*Instructions to follow:* Reproduce the lines below word for word, leaving out the pictures.

(Location identification entries)

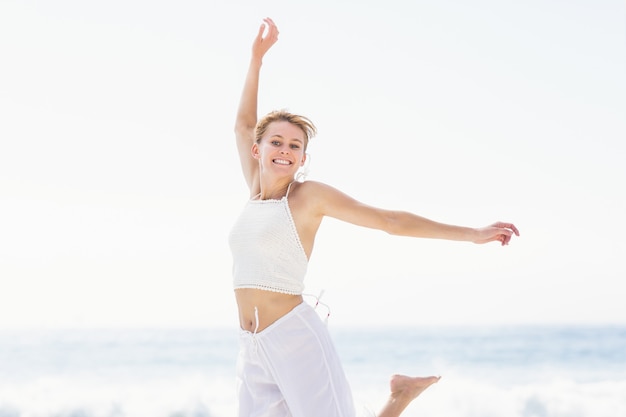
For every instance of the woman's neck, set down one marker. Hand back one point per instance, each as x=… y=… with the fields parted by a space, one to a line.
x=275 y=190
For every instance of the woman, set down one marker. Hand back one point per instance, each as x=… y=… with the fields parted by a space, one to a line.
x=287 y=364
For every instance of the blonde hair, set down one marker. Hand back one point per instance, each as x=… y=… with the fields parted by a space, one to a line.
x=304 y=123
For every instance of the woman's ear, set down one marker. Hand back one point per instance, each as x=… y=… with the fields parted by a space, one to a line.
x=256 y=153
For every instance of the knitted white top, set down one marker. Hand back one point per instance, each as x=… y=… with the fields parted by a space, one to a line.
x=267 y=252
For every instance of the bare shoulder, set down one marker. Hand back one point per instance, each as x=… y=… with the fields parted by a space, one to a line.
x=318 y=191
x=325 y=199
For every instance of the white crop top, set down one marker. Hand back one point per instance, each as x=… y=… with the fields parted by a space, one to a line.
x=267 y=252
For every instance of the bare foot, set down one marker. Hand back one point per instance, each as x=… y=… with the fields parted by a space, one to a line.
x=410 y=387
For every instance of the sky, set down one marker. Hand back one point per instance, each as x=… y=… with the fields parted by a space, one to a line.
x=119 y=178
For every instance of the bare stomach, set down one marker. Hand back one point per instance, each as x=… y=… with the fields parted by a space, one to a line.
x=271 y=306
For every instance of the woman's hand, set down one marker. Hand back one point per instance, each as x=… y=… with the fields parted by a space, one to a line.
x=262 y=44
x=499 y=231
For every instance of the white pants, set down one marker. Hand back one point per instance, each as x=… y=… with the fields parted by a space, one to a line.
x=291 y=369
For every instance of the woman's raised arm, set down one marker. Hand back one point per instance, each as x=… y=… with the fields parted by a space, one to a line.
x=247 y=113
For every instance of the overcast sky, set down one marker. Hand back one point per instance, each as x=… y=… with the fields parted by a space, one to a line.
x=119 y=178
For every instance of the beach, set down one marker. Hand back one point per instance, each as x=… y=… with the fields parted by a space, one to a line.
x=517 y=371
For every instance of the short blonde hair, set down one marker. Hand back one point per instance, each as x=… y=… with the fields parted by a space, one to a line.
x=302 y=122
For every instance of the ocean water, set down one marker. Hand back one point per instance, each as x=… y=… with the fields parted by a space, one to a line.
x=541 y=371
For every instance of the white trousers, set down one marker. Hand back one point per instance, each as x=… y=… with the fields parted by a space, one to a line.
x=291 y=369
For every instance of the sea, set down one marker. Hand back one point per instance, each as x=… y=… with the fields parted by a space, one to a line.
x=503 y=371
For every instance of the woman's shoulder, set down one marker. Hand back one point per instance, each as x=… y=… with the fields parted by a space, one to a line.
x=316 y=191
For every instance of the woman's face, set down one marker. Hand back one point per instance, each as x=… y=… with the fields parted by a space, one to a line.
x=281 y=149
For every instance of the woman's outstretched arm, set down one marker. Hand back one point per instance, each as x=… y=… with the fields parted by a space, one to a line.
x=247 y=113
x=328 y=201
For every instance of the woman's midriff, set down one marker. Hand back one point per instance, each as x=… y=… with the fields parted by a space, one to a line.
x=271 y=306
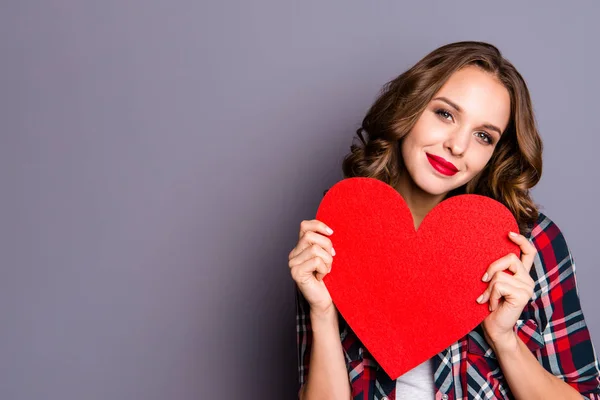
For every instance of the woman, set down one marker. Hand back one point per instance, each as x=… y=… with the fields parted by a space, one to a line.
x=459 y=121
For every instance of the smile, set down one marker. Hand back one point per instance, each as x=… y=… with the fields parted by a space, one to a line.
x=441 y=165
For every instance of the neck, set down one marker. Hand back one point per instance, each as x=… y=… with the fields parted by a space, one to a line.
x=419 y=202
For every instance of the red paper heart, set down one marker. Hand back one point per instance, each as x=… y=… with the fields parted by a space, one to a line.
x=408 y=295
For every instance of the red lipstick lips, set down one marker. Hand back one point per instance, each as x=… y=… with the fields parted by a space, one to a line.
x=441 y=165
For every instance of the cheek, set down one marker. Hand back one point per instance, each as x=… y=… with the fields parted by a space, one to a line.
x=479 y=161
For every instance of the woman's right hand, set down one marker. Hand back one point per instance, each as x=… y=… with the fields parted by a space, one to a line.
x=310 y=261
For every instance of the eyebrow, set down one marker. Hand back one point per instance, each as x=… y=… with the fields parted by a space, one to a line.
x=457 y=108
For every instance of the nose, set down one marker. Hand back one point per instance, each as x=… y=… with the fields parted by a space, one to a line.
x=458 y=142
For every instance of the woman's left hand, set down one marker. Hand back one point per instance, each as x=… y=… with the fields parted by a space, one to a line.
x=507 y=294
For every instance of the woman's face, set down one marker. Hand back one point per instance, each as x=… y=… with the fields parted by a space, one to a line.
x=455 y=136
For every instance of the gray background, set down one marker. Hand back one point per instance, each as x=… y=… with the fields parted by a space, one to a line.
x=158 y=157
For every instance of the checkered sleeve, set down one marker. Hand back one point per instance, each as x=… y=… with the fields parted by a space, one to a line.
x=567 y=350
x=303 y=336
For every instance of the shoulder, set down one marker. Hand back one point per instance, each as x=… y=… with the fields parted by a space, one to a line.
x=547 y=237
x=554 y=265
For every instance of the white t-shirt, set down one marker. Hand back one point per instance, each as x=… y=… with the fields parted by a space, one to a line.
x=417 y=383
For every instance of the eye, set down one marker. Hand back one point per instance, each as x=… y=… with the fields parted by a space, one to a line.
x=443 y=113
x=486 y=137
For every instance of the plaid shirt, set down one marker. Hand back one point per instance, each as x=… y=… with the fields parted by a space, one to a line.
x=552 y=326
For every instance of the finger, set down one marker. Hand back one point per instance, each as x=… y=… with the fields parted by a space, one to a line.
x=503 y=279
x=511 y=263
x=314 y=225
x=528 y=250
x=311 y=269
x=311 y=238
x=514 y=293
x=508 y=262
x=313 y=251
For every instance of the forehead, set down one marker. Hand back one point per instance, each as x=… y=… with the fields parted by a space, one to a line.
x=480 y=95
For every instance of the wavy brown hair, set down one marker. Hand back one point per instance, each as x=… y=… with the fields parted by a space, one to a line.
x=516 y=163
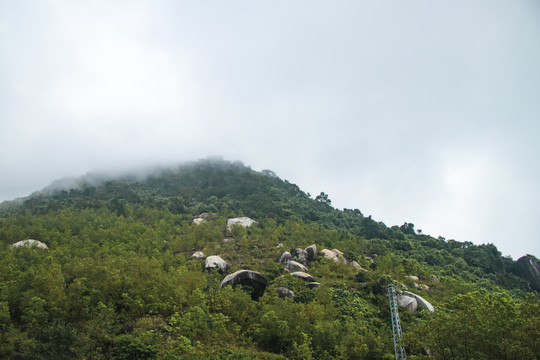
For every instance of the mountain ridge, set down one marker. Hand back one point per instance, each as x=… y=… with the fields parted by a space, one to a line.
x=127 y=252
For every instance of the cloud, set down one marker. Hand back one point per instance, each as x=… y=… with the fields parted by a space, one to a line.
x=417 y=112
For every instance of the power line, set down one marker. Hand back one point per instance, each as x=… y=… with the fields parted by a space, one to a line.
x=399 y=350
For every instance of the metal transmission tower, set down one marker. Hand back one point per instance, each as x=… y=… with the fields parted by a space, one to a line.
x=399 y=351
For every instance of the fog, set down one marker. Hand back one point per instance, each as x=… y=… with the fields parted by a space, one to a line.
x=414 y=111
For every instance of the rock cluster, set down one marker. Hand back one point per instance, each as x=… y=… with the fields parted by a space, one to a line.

*Output of the exercise:*
For every instance of the woman's neck, set down one marker. Hand back one point per instance, each as x=… y=… with the fields parted by a space, one to a line.
x=275 y=190
For every instance of the woman, set down one marker. Hand back one point per instance, each as x=… y=… with the fields parted by a space, one to a line.
x=287 y=364
For every instance of the blonde hair, set down one marker. Hand back one point per instance, each as x=… y=… with the fields parted by a space, one to a line.
x=304 y=123
For every instance of the woman's ear, set down one marker. Hand back one point per instance, each as x=… y=… with the fields parted by a space, one to a line.
x=256 y=153
For every instance of the knitted white top, set down one marker. Hand back one point per instance, each as x=… y=… with the fields parted by a space, one to a line.
x=267 y=252
For every instance of the bare shoulder, set down one marker. Hand back one point per instance, each as x=… y=… with the fields parted by a space, one to a line.
x=318 y=191
x=325 y=199
For every instance of the white crop top, set down one marker. Hand back one point per instance, each as x=… y=… with the fields parted by a space, one to a line.
x=267 y=252
For every instance of the bare foot, set down one marker. Hand back one point per instance, each as x=… y=… with the fields parted by a space, one to a line.
x=410 y=387
For every instance of the sky, set down one marker. Hand back one point per instance, each as x=… y=… with the fields parted by a space, one to a line.
x=119 y=178
For every instance of the bare stomach, set down one marker. Hand back one point per instance, each as x=… y=… with the fields parted by a space, one to a line.
x=271 y=306
For every instance of the woman's hand, set down one marker. Hand back one point per instance, each as x=… y=… with the fields parted by a space, one to a line.
x=262 y=44
x=499 y=231
For every instance of the white pants, set down one marker. Hand back one point per instance, each as x=… y=… with the fields parted by a space, one to a line.
x=291 y=369
For every instance of the woman's raised arm, set down one marker. Hand back one point per instance, each as x=… y=… with the fields parted by a space, one to a line.
x=247 y=113
For every instance of the overcast sky, set down one marker. Hand back one point per instance, each as x=… y=… with the fields parted by a space, one to a line.
x=119 y=178
For every instance of the beach, set down one marker. Hand back one point per instance, each as x=… y=… with the fields parted by a space, one to a line.
x=517 y=371
For every instance of the short blonde hair, set down one marker. Hand back one point per instance, each as x=… y=… with the fields parted by a space, one to a line.
x=302 y=122
For every instance of the ocean water, set down one marker. Hand back one point per instance, each as x=… y=… with the fields parted by a space, one to a line.
x=541 y=371
For every instance of the white trousers, set down one marker. Hand back one point per instance, each as x=… y=… with the fields parted by a space, one to a line.
x=291 y=369
For every instance of the sea, set down one marker. Hand back one point per instance, each as x=… y=… with the fields parted by a space, one to a line.
x=503 y=371
For every instance of the woman's shoulder, set down one marker. Hand back one point per instance, each as x=… y=… with the fields parted by a space, one to a line.
x=316 y=191
For every instance of the woman's face, set down one marker. Hand back one point per instance, each as x=… y=… with the fields parted by a space, one to a line.
x=281 y=149
For every instance of the woman's outstretched arm, set down one marker. Hand back one point per instance, each as x=… y=… with the fields parted by a space, one to a line.
x=247 y=113
x=328 y=201
For every instance of the woman's midriff, set down one marker. Hand back one point per instance, each as x=… y=… with the fields parted by a space, one to a line.
x=271 y=306
For every instance of the woman, set down one marker. Hand back one point per instance, each as x=… y=… with the fields parted by a space, one to a line.
x=459 y=121
For every instance of the smile, set down one marker. Hand back one point per instance, each as x=… y=… with the fields parted by a space, one to a line.
x=441 y=165
For every instance of the neck, set down one marker. Hand back one point per instance, each as x=… y=… with the fields parted by a space, one to a line.
x=419 y=202
For every instance of the red paper heart, set down one marker. Hand back one point per instance, each as x=… y=… with the fields parted by a space, one to a line.
x=408 y=295
For every instance of the red lipstick lips, set down one marker. Hand back one point per instance, each as x=… y=… with the fields parted by a space, one to a line.
x=441 y=165
For every instance of the cheek, set down one marker. Hand back one point per instance, each as x=… y=… with the fields parted by a space, one to a line.
x=479 y=161
For every instance of the woman's right hand, set down one marker. Hand back one point per instance, each as x=… y=… with the fields parted by a space, one to a line.
x=310 y=261
For every instance of the eyebrow, set down one marker. Hand back one point per instance, each as x=… y=… with the fields parted by a space, one to a line.
x=457 y=108
For every instance of the nose, set down one marker. Hand back one point per instance, each as x=… y=… with the fields parted by a space, one to a line.
x=458 y=142
For every instance of the woman's left hand, set down one marker. Hand back one point per instance, each as x=… y=… with the fields parted by a space, one to a line.
x=507 y=294
For every instance of the woman's face, set down one marker. Hand back one point per instance, each as x=… y=… with the fields parted by a space, one to a line.
x=455 y=136
For every instance of the gray background, set down one marker. Hand back one point per instance, each as x=… y=… with the fields parted by a space, one to a line.
x=158 y=157
For every instance of the checkered sleeve, set down one marker. Hand back one point per instance, each as x=… y=… with the fields parted by a space, one to a line.
x=567 y=350
x=303 y=336
For every instance of the shoulder, set down one marker. Hand back one point per instance, each as x=… y=… with the fields parted by a space, one to a line.
x=547 y=237
x=554 y=265
For every instance of the white t-shirt, set down one marker. Hand back one point per instance, each as x=… y=… with the fields parted by a space, one to a line.
x=417 y=383
For every instance of the eye, set down one marker. Hand back one point per instance, each as x=… y=… with the fields parted by a space, one to a line.
x=443 y=113
x=486 y=137
For every instance of the plaid shirt, set down one marker. Hand back one point per instance, each as x=… y=… with the fields parted by a space, one to a line.
x=552 y=326
For every instance of the finger, set down one marker. Hand back one point per instance, each as x=… y=… with the fields parted by a space, one to a line.
x=503 y=279
x=511 y=263
x=314 y=225
x=528 y=250
x=311 y=269
x=311 y=238
x=514 y=293
x=508 y=262
x=313 y=251
For every instance of the forehead, set down one marker. Hand back one point per instance, each as x=… y=… with the fields parted by a space, one to a line.
x=480 y=95
For every instance of the wavy brown hair, set down one marker. Hand back one point per instance, each as x=… y=… with the fields parted by a space, one to a line.
x=516 y=163
For every instance of the mountain ridge, set down one marker. Hand back one point per instance, each as x=… y=… with the fields parted by a space, one to a line.
x=127 y=252
For every instance of the cloud, set down one marker. Hand back one point per instance, each as x=… y=… with the fields parted by a space, one to a line.
x=417 y=112
For every instance of the power line, set down one marker. Hand back one point per instance, each as x=… y=… with the fields parted by a space, one to a line.
x=399 y=350
For every instance of the metal transmission tower, set down one marker. Hand back one point per instance, each as x=… y=… with the fields parted by a space, one to a line.
x=399 y=351
For every instance of the fog, set down one marker. Hand back one point per instance, each as x=… y=… with the fields parted by a space, one to a line.
x=414 y=111
For every instance of the rock cluster, set down one marker. Hand back one point per instance, each as x=… y=… with the fields parted by a space, one to a line.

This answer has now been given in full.